Directions
Show every line of the items below that has the word "window" in it, copied in full. Case counts.

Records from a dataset
━━━━━━━━━━━━━━━━━━━━

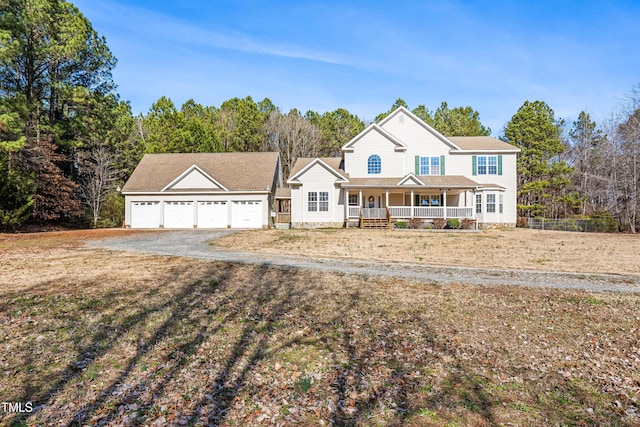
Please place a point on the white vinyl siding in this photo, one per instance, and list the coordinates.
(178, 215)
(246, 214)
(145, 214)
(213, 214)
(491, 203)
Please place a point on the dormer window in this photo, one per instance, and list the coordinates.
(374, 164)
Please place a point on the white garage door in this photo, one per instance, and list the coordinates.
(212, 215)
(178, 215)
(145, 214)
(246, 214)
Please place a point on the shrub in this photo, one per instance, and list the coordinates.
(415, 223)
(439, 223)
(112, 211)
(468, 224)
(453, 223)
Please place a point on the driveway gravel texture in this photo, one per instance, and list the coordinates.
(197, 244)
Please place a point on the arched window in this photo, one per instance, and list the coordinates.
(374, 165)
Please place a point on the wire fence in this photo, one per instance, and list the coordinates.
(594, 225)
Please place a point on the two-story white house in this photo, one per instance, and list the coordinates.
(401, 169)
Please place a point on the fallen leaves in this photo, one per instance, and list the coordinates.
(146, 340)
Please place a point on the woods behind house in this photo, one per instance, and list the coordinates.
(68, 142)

━━━━━━━━━━━━━━━━━━━━

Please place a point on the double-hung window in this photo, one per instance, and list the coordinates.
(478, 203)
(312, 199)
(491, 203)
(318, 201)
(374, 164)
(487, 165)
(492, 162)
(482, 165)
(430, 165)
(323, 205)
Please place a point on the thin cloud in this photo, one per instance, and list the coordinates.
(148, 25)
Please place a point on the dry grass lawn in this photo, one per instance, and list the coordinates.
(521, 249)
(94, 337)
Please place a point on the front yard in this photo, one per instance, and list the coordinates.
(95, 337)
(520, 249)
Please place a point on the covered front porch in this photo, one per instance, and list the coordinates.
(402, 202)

━━━━━━━━━━━━━━━━━━━━

Answer to this problem
Please place a point on the dormer window in this photo, one per instance, and list the coordinates.
Please place a point on the arched window in this photo, one per instance, and list the coordinates.
Please place a point on the double-hung window in this photo, one per instance, and list the coordinates.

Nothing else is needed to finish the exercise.